▶ _What needs to be done_
Report the number of lines in the listing below that contain the string "handle". Give only the number.

%%

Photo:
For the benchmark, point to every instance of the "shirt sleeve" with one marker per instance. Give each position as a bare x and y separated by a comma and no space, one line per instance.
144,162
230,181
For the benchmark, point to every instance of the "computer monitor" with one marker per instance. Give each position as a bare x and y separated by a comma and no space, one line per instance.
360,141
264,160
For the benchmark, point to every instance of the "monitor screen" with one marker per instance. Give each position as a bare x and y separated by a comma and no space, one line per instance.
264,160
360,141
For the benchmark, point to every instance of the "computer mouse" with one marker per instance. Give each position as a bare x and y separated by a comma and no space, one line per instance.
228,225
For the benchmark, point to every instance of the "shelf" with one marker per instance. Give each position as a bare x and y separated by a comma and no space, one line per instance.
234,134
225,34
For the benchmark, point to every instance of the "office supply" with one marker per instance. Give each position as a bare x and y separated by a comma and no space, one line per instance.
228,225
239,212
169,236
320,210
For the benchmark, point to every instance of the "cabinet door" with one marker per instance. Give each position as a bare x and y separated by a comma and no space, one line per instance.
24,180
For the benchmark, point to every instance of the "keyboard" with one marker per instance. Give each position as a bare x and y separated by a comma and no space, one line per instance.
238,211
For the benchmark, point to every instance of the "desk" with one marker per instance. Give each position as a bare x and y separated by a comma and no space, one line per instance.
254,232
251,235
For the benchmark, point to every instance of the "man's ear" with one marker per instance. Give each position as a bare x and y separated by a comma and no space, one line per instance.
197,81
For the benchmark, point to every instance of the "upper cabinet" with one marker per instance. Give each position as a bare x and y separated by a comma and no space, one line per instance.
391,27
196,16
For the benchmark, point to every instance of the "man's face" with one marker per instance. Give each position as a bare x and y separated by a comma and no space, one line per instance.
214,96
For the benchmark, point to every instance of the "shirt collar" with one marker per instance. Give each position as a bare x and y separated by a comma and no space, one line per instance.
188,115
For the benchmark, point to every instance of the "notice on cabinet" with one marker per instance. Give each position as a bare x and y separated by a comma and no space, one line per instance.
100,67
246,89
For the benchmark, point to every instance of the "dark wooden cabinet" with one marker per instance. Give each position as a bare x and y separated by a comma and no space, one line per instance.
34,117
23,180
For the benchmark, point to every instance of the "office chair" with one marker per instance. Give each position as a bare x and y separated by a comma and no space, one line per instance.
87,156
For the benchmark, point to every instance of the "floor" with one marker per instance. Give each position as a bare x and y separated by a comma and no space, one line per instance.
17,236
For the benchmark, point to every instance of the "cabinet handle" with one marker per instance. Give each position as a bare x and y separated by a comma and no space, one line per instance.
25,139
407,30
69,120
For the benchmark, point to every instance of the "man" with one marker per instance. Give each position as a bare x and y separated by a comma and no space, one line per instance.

%%

▶ _Task response_
1